(Source text)
I used to be associated with the UK’s first new-build dedicated school for children and young adults on the Autism spectrum, so I speak with experience when I say that there was a dozen different ways that Waitrose could have handled this and the way that they have just does not hold a candle to their so-called John Lewis Partnership, ‘partner’ benefits, which does include such things as paid parental leave and support for working families.

They could have given Tom a badge. A payslip. A Christmas card signed by the team. They could have said: “Tom, you’re one of us.” Instead, they told his mum the store was being “cleaned” so he wouldn’t be upset when they sent him away. The cruelty of that euphemism—“cleaned”—is almost Dickensian. It’s the kind of lie you tell a child about a dead pet.

(Provided information)
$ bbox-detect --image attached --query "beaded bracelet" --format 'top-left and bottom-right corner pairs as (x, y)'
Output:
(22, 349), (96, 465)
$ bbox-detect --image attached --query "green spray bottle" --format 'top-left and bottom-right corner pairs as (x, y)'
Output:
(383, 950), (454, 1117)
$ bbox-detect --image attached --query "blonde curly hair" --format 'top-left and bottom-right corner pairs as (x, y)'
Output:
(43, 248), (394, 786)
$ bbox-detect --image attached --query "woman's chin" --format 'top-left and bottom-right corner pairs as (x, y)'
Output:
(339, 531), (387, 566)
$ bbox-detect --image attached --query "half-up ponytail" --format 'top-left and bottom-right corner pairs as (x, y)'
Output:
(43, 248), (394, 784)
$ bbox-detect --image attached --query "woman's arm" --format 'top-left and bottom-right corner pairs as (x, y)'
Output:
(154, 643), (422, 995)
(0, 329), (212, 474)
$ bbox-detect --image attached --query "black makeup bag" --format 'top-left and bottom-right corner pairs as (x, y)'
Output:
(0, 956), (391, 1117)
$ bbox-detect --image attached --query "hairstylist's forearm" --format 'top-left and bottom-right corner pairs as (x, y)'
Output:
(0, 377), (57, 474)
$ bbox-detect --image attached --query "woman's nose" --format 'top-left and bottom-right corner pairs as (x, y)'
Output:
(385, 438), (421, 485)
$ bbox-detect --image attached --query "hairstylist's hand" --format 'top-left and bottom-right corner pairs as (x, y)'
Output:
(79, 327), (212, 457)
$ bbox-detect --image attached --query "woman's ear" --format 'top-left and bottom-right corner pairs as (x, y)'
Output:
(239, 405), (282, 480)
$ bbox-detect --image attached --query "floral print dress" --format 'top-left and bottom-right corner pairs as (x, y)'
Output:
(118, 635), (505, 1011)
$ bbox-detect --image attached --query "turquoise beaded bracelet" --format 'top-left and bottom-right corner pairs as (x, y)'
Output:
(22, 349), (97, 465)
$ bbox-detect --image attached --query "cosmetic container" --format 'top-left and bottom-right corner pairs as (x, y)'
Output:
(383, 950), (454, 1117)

(Requests)
1 > Copy the section of the Waitrose passage that opens with the words containing "They could have given" and closes with "a dead pet.".
2 > According to the Waitrose passage, what three things could Waitrose have given Tom?
3 > Extend the Waitrose passage, picking up after its last sentence.

(Results of the tasks)
1 >
They could have given Tom a badge. A payslip. A Christmas card signed by the team. They could have said: “Tom, you’re one of us.” Instead, they told his mum the store was being “cleaned” so he wouldn’t be upset when they sent him away. The cruelty of that euphemism—“cleaned”—is almost Dickensian. It’s the kind of lie you tell a child about a dead pet.

2 >
- A badge
- A payslip
- A Christmas card signed by the team

3 >
This story touches something deeper than corporate policy. It’s about the meaning of work itself. For many of us, a job isn’t just about money. It’s about structure, community, identity. For someone like Tom, that’s magnified a hundredfold. The act of showing up, being useful, being part of something—that’s dignity. And we’ve built a world where that sort of quiet dignity has no line on the balance sheet.

Frances Boyd’s heartbreak is palpable not because her son was denied pay, but because he was denied belonging. She knows that his “limited language” doesn’t mean limited feeling. She knows how much it mattered to him to have colleagues, a uniform, a role. And she knows that behind the green aprons and organic lemons, there’s a company that forgot what kindness looks like when it isn’t printed on a marketing brochure.

I don’t think Waitrose meant harm. That’s the saddest part. They thought they were doing the “proper thing.” The compliant thing. But doing the proper thing isn’t always doing the right thing. Sometimes decency requires bending a rule, writing a small cheque, taking a risk.

They told The Telegraph: “We are sorry to hear of Tom’s story, and whilst we cannot comment on individual cases, we are investigating as a priority.”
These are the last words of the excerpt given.